--- Information provided ---
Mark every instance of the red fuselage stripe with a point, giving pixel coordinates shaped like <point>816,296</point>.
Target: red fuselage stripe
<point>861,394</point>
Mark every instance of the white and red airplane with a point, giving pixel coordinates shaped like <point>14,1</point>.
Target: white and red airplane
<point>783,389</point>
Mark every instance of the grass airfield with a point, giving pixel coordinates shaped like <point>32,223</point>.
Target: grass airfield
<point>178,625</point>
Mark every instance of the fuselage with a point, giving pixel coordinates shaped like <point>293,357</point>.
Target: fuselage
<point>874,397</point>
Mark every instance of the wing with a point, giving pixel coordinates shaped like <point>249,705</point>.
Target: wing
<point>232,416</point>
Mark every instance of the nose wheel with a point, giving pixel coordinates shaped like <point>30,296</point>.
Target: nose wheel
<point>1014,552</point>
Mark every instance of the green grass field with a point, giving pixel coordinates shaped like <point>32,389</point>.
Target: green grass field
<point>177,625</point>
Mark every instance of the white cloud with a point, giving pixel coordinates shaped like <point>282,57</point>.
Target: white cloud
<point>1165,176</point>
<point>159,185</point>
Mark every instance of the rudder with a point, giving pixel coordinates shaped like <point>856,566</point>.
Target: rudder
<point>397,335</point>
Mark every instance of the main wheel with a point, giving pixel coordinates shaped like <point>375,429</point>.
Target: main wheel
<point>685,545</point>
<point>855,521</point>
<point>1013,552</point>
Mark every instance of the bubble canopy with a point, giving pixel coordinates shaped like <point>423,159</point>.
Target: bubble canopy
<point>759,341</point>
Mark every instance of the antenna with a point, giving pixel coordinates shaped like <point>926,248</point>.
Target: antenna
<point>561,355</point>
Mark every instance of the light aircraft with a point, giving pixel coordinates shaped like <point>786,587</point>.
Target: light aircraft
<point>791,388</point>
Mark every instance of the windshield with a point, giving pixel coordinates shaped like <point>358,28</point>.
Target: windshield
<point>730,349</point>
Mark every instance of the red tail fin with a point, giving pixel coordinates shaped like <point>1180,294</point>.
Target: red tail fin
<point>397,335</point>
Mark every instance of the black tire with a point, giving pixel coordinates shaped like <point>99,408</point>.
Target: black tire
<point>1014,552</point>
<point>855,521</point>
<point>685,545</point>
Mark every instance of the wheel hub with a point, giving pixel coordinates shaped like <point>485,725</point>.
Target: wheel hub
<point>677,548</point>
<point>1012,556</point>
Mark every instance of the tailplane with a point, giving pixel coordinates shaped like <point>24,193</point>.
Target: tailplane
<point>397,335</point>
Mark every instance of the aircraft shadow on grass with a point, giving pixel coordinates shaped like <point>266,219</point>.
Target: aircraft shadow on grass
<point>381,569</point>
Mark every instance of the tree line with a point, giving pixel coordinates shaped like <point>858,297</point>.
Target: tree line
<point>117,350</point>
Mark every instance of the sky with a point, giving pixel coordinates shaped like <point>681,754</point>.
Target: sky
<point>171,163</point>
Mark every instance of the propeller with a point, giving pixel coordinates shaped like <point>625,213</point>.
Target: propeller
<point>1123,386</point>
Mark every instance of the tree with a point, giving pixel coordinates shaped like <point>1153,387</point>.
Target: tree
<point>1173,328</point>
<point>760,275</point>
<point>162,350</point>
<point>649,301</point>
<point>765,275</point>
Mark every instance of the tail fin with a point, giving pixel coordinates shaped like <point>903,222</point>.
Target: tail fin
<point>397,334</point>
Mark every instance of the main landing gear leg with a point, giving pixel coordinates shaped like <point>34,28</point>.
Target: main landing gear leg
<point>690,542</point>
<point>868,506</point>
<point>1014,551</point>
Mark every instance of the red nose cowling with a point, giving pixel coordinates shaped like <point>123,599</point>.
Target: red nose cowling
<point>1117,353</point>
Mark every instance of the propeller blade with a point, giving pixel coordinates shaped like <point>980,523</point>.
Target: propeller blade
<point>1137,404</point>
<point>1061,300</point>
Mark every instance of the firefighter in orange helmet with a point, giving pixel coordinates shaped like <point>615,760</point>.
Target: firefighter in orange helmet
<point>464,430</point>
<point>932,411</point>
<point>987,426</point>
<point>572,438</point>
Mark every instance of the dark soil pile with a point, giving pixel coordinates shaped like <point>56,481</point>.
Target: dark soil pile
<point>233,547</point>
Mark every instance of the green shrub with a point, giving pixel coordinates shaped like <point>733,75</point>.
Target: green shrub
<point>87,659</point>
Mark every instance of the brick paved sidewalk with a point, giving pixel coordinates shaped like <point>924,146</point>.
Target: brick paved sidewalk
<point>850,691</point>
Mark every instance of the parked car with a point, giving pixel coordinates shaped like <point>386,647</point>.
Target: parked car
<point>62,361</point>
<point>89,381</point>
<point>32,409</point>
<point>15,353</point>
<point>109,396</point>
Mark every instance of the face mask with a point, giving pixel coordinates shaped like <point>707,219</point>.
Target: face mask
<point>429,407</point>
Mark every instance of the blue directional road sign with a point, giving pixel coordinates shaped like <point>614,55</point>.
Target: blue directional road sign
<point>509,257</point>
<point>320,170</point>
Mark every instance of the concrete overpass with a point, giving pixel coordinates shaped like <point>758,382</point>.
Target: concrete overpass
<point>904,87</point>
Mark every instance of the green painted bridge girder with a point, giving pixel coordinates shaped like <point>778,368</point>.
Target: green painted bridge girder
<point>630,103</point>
---
Repeat, exactly as they stand above, the lines from the line with "Target: tail fin" to the line with "Mark every instance of the main landing", both lines included.

Response to this task
Target: tail fin
<point>397,334</point>
Mark every instance of the main landing gear leg with a point, giving pixel coordinates shaped like <point>34,28</point>.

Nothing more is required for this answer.